*Text provided*
Friday July 25th, 2025 12:05AM

Oh, me oh. Oh, my oh. Oh Cleveland, Ohio.

Follow Mitch's adventures in Cleveland throughout the week of the Republican National Convention. He'll be updating his blog several times each day. Click here to see the latest entries. And listen to Joel and Mitch each morning during the convention for a special two-hour edition of "Morning Talk" from 9-11 a.m.

I’ve long had a deep interest in politics. I spent most of my reporting career interviewing mayors, governors, senators and presidential candidates.

I’ve covered nearly every election since Billy Fleming let me cover the elections for the Early County News when I was in high school. I love the adrenaline of election night.

I had left journalism and was working in public relations in 2002 when Sonny Perdue – a man I knew and had covered extensively in Houston County – ran for and won election as governor of Georgia. I was miserable, sitting at home on election night and not out covering the story. By 2006, I was back in a newsroom.

I can still remember when the political bug bit me. It was 1976. Jimmy Carter, had announced he was running for president, and the thought that a Georgian could become president fascinated me. I was just 12, so the difference between a liberal and a conservative was a bit of a mystery for me.

But I got caught up in the process. I followed all the primaries. I became mesmerized by the conventions. That year, the Democrats met in Madison Square Garden in New York City.

I loved the speeches and the reactions they’d get from the delegates. I loved the delegates with their funny hats. I loved the tens of thousands of balloons that dropped from the ceiling when Carter accepted the nomination of his party.

But I particularly liked watching the TV reporters, running around on the convention floor, trying to find delegates and other officials to talk to. I decided that week that I wanted to cover a political convention at some point in my career.

I reached that goal in 1988, just a couple of years after I graduated from college, when the Democrats came to Atlanta to nominate Michael Dukakis. I was young and I was inexperienced, so I didn’t get good assignments inside The Omni. Mostly I covered things that were happening outside, like the many protests.

*Given records*
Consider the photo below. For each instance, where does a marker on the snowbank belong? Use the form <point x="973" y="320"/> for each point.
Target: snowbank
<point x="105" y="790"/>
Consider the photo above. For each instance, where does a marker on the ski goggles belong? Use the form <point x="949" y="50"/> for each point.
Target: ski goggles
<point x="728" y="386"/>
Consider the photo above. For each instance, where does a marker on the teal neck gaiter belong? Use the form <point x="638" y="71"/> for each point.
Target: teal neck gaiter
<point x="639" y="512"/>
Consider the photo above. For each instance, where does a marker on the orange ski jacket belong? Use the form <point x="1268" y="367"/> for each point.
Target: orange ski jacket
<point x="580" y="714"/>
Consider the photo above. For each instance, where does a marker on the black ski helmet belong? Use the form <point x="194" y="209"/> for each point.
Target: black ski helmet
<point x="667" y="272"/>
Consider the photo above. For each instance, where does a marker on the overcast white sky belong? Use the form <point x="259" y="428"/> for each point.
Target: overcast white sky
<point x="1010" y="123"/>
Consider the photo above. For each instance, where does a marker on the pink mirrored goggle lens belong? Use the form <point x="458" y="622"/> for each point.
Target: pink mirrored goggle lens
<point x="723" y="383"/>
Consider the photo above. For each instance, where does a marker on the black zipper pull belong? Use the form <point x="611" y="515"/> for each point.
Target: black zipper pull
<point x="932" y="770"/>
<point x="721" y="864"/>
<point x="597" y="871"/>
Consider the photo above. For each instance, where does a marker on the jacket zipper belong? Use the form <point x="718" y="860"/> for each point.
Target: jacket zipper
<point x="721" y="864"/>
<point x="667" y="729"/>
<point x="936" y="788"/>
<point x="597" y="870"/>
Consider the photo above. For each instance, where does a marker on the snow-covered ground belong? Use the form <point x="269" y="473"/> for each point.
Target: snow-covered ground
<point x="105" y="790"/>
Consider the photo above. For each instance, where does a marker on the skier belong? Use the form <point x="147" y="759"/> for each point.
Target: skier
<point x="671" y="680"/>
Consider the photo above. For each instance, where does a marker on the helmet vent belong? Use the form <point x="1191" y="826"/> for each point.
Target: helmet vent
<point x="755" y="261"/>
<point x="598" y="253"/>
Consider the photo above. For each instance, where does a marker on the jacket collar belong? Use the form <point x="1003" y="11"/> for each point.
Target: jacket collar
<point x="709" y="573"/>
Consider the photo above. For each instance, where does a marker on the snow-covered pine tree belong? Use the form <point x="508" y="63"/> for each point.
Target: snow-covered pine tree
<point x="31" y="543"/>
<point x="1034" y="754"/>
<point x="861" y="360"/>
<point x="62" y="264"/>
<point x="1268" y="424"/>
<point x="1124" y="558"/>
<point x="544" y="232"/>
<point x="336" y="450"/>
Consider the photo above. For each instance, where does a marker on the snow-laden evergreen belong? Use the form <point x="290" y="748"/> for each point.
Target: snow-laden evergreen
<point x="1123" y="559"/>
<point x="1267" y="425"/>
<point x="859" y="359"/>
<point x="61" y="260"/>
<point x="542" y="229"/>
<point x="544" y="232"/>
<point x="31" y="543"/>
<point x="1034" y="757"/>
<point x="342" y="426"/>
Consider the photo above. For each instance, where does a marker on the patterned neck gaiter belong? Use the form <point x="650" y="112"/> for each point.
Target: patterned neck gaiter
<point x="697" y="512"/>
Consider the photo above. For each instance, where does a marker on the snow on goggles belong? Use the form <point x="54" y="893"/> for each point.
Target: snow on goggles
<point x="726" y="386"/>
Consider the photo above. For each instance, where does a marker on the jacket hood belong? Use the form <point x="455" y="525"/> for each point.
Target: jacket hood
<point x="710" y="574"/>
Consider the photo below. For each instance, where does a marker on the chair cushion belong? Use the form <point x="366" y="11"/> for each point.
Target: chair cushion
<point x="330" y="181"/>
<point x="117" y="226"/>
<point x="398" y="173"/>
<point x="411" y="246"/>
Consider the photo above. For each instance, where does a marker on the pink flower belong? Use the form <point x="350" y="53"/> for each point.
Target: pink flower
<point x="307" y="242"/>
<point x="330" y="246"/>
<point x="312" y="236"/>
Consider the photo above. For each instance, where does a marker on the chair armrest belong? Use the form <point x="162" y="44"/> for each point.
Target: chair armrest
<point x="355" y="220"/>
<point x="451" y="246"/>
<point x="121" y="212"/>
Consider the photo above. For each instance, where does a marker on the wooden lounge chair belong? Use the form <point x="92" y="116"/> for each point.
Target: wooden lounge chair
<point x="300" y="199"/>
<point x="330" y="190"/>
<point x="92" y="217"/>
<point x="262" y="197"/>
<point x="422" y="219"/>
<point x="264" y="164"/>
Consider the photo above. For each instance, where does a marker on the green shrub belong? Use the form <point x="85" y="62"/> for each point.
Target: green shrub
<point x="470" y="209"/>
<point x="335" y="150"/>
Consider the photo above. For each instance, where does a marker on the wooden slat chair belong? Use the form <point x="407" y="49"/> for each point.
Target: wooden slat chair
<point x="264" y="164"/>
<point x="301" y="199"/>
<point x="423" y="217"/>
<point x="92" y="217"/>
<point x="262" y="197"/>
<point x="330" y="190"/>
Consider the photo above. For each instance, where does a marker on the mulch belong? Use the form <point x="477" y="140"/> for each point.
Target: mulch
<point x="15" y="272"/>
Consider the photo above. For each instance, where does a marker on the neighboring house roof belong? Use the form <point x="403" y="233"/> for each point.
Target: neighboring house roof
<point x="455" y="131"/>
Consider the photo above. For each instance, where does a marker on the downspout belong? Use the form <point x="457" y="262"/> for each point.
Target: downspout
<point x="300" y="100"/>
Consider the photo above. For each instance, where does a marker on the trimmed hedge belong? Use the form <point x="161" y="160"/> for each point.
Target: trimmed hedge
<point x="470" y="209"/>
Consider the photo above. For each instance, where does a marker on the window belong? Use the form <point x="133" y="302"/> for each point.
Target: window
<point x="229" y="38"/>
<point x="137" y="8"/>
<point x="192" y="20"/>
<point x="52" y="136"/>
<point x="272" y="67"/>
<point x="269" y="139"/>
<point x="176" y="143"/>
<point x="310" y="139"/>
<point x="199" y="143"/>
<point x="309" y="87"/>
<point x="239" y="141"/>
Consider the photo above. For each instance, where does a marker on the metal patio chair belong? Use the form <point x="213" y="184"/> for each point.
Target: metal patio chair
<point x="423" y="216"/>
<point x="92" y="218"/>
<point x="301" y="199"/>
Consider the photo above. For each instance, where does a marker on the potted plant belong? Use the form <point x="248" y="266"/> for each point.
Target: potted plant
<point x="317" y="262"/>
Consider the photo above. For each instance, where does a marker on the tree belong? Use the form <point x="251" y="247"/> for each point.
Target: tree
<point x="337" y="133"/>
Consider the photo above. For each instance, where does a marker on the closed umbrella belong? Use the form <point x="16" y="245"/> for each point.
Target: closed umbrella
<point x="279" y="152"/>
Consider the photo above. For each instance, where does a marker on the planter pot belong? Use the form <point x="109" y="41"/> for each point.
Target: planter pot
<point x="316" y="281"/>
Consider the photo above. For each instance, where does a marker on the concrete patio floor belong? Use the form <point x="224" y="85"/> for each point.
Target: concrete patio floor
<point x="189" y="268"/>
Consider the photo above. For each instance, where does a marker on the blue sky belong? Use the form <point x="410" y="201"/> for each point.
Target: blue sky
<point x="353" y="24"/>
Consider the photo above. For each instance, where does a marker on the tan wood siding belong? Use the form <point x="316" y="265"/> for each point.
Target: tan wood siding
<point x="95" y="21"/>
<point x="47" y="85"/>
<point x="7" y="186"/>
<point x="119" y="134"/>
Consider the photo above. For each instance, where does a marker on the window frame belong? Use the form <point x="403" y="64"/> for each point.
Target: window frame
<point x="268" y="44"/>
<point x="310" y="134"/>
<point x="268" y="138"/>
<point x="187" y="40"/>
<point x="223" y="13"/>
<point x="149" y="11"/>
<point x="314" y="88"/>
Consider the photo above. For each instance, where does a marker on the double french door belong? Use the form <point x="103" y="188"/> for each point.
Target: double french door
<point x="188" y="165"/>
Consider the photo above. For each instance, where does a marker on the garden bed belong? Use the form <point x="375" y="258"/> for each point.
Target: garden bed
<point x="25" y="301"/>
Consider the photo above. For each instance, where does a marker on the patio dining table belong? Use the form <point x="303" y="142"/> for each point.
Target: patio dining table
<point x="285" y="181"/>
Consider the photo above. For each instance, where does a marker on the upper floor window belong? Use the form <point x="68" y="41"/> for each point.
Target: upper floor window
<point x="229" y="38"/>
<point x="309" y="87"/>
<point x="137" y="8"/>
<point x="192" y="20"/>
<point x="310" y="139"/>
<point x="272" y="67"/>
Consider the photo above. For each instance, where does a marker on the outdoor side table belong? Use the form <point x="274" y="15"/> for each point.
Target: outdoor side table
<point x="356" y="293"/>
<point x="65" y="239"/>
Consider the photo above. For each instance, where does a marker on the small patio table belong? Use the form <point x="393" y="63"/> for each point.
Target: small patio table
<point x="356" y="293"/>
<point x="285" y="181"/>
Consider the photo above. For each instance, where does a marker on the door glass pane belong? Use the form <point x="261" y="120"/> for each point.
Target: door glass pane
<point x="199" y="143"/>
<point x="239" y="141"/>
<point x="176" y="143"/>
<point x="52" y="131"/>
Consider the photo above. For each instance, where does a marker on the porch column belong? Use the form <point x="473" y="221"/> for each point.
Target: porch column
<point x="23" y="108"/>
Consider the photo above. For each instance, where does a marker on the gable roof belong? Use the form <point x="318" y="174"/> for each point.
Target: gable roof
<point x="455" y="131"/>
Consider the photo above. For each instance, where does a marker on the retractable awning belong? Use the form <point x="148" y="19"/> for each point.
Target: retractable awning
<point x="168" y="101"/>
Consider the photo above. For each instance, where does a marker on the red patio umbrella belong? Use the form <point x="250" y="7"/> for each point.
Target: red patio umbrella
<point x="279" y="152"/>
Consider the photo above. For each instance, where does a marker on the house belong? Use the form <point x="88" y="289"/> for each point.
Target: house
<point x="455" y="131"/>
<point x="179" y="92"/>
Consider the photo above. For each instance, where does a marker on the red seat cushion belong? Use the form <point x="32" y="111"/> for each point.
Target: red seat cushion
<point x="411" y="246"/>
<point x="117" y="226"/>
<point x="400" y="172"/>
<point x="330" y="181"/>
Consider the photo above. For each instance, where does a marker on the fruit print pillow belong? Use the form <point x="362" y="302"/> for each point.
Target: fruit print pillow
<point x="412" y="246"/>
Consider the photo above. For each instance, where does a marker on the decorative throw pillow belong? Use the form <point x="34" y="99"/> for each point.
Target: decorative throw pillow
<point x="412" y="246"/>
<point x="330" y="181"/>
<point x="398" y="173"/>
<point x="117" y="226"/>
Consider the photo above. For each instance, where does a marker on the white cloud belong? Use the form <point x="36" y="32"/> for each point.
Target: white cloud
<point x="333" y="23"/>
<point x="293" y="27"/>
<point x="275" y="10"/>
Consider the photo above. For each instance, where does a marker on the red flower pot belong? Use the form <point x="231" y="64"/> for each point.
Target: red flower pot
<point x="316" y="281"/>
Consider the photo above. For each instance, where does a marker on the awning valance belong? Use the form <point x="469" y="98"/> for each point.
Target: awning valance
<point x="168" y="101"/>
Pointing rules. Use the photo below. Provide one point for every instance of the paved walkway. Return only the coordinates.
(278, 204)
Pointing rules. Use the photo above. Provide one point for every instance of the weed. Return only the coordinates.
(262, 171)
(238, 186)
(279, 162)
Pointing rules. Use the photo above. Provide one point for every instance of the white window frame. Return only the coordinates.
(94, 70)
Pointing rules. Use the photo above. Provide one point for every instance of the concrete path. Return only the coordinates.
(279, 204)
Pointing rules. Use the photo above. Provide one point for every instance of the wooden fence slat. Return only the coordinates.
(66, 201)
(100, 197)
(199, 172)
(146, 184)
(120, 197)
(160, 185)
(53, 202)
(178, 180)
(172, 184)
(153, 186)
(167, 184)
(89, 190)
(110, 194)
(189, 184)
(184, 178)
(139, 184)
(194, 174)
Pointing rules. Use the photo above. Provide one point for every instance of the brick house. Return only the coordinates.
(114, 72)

*Job*
Continue the blog post about covering political conventions from the point where it stops.

*Exercise response*
But I was there. And I loved every minute of it.

Now 28 years later, I’m going back, this time to cover the Republicans. AccessWDUN is sending me and a colleague, Joel Williams, to Cleveland next week to cover the Republican National Convention, where Donald Trump, presumably, will get the nomination.

Joel and I will be co-hosting a live, two-hour talk program from Radio Row each morning from 9-11 a.m. and producing segments for our morning and afternoon news programs.

In addition, I’ll be writing blogs and sharing photographs of the sights and sounds of Cleveland during convention week. I’ve already set up an interview at the Rock ‘n’ Roll Hall of Fame to talk about an exhibit there about the connection between rock music and politics.

Twenty years ago, I interviewed NBC News correspondent John Chancellor on the eve of his last political convention before he retired. He bemoaned that fact that conventions had become little more than four-day infomercials for the political parties. The candidates long decided, there were no debates about the platform or any issues. It was packaged. It was pretty. It was perfect.

“They are about as exciting today as the Miss America pageant,” Chancellor told me.

I wish he were alive today to see Donald Trump.

I don’t think the Stop Trump movement has a chance for success. But with Donald Trump as the candidate, you know it won’t be boring.

I can’t wait.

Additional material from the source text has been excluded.